D’altro canto, è certamente agli Strooges (sciolti nel 1974) e al loro leader Iggy Pop che va attribuito l’eclettismo, la trasgressione e i comportamenti autodistruttivi delle esibizioni che caratterizzeranno i live punk rock: la musica degli Strooges è più veloce e aggressiva, basata su chitarre distorte, riff e linee di basso semplici, batteria pesante. I loro concerti sono i primi a rivedere i confini fra pubblico e musicisti. Saranno dei loro fan a fondare, a New York, i Ramones, uno dei gruppi che più si distinguerà anche oltreoceano. La scena underground (a livello mondiale, soprattutto quella di New York, Los Angeles e Londra) assisterà da qui a un uragano pronto a stravolgere il mondo della cultura giovanile e l’industria musicale.

> _Esercizio scritto_:
Riporta parola per parola il passo del brano sulle origini del punk rock che va da "D’altro canto, è" fino a "e l’industria musicale." compreso.

> _Dati riportati_:
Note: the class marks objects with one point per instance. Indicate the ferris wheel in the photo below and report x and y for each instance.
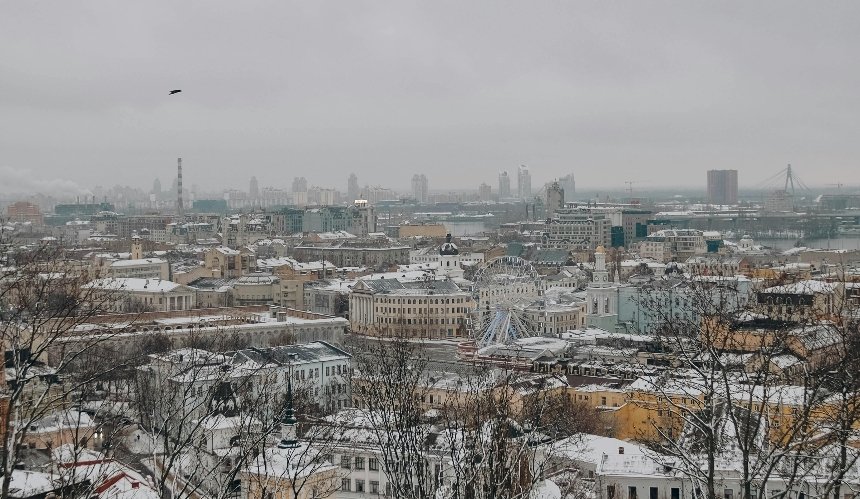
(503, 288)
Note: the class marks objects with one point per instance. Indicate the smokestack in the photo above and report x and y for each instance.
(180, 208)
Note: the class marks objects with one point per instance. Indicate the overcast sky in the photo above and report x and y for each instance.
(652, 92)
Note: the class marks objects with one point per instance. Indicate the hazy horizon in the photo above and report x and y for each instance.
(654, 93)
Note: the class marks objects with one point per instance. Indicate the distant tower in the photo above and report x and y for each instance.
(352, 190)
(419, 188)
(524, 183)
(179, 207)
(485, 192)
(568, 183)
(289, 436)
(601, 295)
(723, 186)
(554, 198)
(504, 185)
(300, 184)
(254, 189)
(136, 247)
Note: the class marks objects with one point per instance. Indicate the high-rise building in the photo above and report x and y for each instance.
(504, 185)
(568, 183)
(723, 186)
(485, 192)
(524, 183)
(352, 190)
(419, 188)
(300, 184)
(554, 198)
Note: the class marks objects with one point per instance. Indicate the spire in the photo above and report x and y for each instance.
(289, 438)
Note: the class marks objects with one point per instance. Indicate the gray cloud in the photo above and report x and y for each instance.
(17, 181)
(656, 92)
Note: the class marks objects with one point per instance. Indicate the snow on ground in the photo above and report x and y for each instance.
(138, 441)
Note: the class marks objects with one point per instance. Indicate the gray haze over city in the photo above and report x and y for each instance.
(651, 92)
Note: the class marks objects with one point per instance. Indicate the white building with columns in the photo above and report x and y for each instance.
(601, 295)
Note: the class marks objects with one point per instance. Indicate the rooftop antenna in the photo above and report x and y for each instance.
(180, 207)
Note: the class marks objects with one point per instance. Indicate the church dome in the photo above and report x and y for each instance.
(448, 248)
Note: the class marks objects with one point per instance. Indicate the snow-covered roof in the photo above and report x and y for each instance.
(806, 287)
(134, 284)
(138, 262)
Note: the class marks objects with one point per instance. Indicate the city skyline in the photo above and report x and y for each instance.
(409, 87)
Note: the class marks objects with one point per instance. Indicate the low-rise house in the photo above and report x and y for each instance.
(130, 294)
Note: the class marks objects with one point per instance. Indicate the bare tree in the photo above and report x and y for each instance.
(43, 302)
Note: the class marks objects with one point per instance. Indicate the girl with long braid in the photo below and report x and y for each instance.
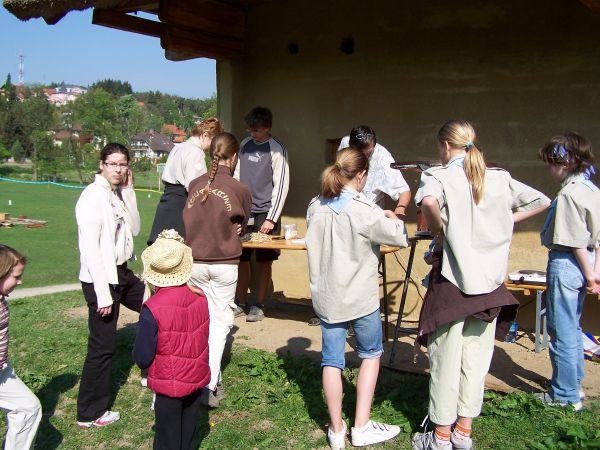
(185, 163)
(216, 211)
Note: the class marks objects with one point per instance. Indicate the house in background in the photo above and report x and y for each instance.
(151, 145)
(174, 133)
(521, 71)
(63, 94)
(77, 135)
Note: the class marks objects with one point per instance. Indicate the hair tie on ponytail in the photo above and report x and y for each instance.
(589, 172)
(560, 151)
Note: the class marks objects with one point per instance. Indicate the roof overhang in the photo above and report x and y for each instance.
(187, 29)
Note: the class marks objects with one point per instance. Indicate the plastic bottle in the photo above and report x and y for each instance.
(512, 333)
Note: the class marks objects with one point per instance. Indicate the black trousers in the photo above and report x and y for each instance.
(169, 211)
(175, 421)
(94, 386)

> _Soluzione proposta_:
D’altro canto, è certamente agli Strooges (sciolti nel 1974) e al loro leader Iggy Pop che va attribuito l’eclettismo, la trasgressione e i comportamenti autodistruttivi delle esibizioni che caratterizzeranno i live punk rock: la musica degli Strooges è più veloce e aggressiva, basata su chitarre distorte, riff e linee di basso semplici, batteria pesante. I loro concerti sono i primi a rivedere i confini fra pubblico e musicisti. Saranno dei loro fan a fondare, a New York, i Ramones, uno dei gruppi che più si distinguerà anche oltreoceano. La scena underground (a livello mondiale, soprattutto quella di New York, Los Angeles e Londra) assisterà da qui a un uragano pronto a stravolgere il mondo della cultura giovanile e l’industria musicale.